Sunday, May 31, 2009

Five point Someone - Chetan Bhagat



This book was a present from a friend Nikhil. First of all, thanks Nikhil for this interesting, un-putdownable book.

I should have read this one long ago but there are so many books on the shelf that I don’t know which one to pick up. That is what happens when you start reading late in life, I guess.

It is the story of three boys who are students of IIT Delhi – students who are exceptional, not because they are above all, but because they refuse to conform to the norm and end up becoming the underdogs.

They perform all kinds of experiments – play sport, do drugs, watch movies, share assignments, try sneaking into the professor’s office to steal the exam paper and all that… and then face the consequence… I will not spoil the story for you…

As the author claims, the book is not about what to do or how to fare in IIT, but what not to do in IIT.

The scene of the story is the IIT of course but I believe it is a story that every student will be able to relate to.

The story is narrated by one of the characters/protagonists, Hari, in 1st person. But there are one or two chapters where the other two students, Ryan and Alok, get to tell their side of the story.

I could finish it sooner than I had expected as the story was fast paced and full of events occurring one after the other in the lives of the three.

The language used is spoken English (with all the pauses, crutch words, colloquial and slang) and not written English. That was just an observation and not a judgment.

There is humour on every page. Throughout the reading, I had a smile on my face. Most of the humour is sarcastic.

I loved the below lines…

He took out a chalk from his pocket with a flourish that celluloid terrorists reserved for hand grenades and underlined the word machine (on the blackboard) six times.

Time dragged so slow and comatose, fun was conspicuous by it’s absence.

Alok wrinkled his pug nose as he dispiritedly plopped a thick blob of green substance mess workers called bhindi masala into his plate.he slammed two Rotis on his stainless steel plate and ignored the rest of the semi-solid substances like Dal, Raita and Pulao. Ryan and I took everything; though everything tasted the same, we would at least have some variety of colours on our plate.

Sometimes, if you just paraphrase everyone’s arguments, you get to be the good guy.

Only girls can look hot in their nightclothes. Alok, for instance, looks like a terminally ill patient, in his torn vest and pyjamas.

Alok tried to ask the professor a for a re-quiz, who stared back as if he had been asked for both his kidneys.


About playing chess – Ryan usually won and I would never be passionate about bumping off plastic pieces like him.

About excitement over CNN, an American news channel – “Until then, we had two crummy government channels, in which women played obsolete instruments and dull men read news for insomniacs and retards. Colour had only arrived two years ago and most programs were black and white.”

|---|

» Work order A:
Answer these questions using the book review:
(i) Who narrates most of the story?
(ii) Which institution do the three boys attend?
(iii) Which news channel does the review mention?
» Work order B:
In the book review, substitute "gift" for "present" and give the part that opens with the words containing "This book was" and closes with "becoming the underdogs.".
The listing that comes next is from a separate source and has no connection to the book review.

» Source information:
|---|

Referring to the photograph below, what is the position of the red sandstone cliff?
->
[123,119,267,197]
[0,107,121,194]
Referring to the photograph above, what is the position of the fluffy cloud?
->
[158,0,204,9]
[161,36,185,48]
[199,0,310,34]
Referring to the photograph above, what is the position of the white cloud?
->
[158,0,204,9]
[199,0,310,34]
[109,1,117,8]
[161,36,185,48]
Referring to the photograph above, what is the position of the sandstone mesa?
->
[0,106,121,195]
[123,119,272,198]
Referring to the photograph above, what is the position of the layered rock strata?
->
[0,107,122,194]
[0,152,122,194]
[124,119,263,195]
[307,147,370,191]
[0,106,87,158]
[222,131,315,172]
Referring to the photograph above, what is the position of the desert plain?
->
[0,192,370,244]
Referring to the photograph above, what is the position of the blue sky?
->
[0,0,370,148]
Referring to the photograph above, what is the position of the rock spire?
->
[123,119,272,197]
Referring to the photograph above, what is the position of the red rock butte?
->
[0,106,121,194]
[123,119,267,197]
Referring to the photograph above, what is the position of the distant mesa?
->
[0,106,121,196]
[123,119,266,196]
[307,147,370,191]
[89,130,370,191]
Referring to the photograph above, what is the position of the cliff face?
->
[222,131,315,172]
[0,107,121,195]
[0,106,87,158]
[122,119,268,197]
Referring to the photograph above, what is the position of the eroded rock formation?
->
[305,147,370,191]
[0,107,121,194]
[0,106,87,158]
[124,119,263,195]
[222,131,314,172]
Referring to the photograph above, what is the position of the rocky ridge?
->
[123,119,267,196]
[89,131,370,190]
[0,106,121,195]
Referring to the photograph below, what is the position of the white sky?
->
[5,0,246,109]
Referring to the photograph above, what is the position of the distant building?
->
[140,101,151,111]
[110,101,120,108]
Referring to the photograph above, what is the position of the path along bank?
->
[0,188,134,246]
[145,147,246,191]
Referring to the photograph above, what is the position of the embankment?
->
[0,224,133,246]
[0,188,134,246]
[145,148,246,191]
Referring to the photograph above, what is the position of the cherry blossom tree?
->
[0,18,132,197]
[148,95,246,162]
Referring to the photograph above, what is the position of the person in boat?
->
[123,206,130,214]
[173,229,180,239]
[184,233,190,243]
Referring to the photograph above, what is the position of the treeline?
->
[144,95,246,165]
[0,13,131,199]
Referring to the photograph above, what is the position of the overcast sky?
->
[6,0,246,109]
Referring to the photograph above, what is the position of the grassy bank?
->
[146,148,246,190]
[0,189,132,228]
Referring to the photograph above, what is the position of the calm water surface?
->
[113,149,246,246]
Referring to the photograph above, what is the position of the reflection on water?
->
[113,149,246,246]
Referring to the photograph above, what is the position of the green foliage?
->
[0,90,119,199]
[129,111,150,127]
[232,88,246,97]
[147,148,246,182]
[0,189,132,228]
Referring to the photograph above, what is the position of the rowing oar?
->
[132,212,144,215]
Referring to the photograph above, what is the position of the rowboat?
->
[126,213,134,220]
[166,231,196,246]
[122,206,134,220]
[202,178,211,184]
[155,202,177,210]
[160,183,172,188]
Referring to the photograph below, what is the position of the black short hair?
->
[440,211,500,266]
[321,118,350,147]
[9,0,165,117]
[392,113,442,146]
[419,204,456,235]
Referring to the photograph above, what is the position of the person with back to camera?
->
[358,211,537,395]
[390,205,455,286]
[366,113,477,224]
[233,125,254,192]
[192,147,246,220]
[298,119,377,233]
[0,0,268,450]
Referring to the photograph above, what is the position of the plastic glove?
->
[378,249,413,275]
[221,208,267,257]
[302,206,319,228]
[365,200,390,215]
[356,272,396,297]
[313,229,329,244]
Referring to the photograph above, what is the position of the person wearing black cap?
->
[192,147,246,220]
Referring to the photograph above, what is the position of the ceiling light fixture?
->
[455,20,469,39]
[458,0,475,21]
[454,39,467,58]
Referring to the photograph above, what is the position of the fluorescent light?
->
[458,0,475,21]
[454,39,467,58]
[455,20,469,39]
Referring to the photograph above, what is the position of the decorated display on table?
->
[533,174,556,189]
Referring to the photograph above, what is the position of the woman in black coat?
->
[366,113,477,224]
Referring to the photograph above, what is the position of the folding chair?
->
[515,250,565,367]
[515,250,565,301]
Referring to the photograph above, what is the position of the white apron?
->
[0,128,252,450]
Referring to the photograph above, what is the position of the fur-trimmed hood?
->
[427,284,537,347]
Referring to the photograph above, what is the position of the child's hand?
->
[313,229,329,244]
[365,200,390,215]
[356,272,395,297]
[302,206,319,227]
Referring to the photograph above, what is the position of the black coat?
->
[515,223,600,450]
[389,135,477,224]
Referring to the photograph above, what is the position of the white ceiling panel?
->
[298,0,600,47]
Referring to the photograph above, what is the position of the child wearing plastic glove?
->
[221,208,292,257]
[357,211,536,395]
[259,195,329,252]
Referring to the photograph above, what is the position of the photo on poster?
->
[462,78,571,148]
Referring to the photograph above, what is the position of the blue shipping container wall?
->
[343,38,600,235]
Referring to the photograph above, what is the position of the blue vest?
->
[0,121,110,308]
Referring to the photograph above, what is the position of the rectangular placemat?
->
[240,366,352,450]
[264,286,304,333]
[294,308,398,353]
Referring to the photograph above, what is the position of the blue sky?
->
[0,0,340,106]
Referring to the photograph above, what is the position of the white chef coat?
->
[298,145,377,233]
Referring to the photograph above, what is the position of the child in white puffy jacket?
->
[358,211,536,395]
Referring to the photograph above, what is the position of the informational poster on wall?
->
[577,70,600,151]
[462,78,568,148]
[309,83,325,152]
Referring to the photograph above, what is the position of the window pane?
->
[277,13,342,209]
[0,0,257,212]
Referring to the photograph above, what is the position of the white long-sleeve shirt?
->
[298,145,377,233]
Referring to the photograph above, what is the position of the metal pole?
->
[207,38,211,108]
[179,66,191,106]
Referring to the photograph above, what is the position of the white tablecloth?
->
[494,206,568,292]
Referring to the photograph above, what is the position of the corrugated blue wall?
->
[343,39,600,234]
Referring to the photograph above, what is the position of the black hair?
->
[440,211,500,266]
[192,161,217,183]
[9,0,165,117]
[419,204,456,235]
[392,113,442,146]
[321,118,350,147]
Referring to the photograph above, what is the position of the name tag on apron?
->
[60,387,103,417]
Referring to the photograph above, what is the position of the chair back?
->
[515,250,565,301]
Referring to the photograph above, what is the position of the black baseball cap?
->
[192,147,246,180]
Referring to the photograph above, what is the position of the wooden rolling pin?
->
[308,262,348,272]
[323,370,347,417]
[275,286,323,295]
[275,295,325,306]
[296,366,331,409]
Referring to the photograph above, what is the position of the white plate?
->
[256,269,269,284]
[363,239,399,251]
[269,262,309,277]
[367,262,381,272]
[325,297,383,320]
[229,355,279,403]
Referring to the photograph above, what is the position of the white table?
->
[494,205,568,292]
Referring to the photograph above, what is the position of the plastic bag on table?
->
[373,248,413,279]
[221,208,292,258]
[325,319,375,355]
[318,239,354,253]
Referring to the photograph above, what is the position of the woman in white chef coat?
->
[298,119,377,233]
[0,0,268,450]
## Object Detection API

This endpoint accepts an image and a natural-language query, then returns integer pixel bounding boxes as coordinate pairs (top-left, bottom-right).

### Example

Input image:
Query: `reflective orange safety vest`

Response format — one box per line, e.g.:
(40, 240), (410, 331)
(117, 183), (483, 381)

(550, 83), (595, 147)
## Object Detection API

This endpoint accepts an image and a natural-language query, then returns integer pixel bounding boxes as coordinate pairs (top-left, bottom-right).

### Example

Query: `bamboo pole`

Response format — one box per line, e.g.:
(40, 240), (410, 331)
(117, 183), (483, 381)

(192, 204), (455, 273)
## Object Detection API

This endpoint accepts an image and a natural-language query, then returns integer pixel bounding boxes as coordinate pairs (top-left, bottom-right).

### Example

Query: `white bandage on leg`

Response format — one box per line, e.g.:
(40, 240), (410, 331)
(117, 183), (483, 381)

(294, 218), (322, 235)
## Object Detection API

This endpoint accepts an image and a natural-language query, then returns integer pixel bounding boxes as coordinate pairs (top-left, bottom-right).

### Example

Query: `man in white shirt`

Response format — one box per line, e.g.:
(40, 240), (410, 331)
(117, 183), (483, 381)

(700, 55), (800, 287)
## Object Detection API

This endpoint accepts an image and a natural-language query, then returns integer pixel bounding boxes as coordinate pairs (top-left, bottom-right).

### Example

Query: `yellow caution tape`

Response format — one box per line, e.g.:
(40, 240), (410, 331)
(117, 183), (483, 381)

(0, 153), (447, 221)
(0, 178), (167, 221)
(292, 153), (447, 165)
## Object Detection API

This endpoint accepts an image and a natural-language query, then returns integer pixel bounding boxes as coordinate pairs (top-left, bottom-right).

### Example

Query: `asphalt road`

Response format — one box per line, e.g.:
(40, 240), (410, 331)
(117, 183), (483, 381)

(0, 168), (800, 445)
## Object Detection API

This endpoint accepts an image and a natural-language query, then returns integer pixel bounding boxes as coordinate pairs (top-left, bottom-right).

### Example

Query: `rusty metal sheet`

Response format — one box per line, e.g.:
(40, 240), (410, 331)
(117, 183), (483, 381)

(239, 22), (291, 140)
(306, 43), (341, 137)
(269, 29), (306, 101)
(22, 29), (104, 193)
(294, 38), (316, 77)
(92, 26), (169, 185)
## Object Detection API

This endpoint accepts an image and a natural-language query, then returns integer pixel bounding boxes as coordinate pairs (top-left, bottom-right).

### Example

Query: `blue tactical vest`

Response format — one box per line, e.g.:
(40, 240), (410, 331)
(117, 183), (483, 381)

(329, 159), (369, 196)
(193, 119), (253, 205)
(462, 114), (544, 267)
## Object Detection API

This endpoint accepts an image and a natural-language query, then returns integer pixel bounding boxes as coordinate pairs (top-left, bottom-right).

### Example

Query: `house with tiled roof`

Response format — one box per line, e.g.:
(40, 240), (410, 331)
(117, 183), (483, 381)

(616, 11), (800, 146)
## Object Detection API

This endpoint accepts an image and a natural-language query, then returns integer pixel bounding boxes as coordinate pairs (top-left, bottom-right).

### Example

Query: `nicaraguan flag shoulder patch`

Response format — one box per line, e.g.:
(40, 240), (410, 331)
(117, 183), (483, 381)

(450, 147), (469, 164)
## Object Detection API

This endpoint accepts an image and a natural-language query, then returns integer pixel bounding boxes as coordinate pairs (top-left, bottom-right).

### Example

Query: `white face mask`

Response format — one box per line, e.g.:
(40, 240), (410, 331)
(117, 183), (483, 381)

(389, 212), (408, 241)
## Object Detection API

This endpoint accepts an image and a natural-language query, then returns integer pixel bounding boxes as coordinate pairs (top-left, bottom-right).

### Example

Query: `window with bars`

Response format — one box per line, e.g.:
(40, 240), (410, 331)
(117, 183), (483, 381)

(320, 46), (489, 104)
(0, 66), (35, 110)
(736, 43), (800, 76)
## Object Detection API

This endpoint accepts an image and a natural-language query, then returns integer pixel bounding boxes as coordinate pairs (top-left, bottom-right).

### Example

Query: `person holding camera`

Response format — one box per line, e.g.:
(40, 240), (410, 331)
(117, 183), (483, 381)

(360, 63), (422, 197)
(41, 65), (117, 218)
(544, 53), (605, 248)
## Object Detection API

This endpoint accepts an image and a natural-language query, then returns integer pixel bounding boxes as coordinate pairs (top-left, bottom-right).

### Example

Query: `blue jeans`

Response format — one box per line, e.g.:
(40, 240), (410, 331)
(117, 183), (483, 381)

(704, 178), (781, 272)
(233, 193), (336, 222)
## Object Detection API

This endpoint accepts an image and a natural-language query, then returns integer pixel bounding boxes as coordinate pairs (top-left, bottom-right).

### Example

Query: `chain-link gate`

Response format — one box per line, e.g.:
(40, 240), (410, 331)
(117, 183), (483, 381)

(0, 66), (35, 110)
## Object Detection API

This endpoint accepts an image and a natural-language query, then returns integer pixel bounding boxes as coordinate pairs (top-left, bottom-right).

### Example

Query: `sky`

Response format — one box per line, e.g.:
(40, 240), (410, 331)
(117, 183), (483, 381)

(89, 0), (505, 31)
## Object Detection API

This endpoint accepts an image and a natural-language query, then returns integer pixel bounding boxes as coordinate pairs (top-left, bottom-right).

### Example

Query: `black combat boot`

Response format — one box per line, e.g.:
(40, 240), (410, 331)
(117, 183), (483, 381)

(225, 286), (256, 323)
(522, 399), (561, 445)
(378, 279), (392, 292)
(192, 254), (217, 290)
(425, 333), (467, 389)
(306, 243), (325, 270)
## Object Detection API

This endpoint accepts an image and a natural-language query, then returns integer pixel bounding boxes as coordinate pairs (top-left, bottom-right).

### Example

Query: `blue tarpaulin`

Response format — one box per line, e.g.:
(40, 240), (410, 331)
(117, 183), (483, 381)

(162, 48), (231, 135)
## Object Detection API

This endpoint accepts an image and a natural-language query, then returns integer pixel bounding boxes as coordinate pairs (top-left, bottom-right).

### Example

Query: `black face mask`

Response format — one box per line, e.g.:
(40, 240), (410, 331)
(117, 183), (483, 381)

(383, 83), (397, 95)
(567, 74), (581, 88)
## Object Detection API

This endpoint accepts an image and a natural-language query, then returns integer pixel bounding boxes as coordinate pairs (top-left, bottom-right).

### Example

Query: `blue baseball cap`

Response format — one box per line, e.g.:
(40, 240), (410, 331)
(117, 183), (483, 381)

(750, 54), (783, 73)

|---|

» Task solution A:
(i) Hari, one of the characters, narrates it in the first person.
(ii) IIT Delhi.
(iii) CNN, an American news channel.

» Task solution B:
This book was a gift from a friend Nikhil. First of all, thanks Nikhil for this interesting, un-putdownable book.

I should have read this one long ago but there are so many books on the shelf that I don’t know which one to pick up. That is what happens when you start reading late in life, I guess.

It is the story of three boys who are students of IIT Delhi – students who are exceptional, not because they are above all, but because they refuse to conform to the norm and end up becoming the underdogs.